**Task requirements**
Repeat the material below word for word, keeping every line and number unchanged.

**Data listing**
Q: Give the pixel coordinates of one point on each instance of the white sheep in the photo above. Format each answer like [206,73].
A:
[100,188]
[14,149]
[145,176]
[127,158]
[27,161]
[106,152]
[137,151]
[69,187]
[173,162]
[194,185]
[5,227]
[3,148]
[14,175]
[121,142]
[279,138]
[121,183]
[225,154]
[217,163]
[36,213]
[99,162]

**Reply to the task**
Q: Give the pixel coordinates of one point on each instance of the white sheep in the photo above. Format each answer like [206,73].
A:
[100,188]
[14,149]
[145,176]
[127,158]
[27,161]
[106,152]
[137,151]
[69,187]
[173,162]
[194,185]
[5,227]
[3,148]
[14,175]
[121,142]
[279,138]
[121,183]
[225,154]
[217,163]
[36,213]
[99,162]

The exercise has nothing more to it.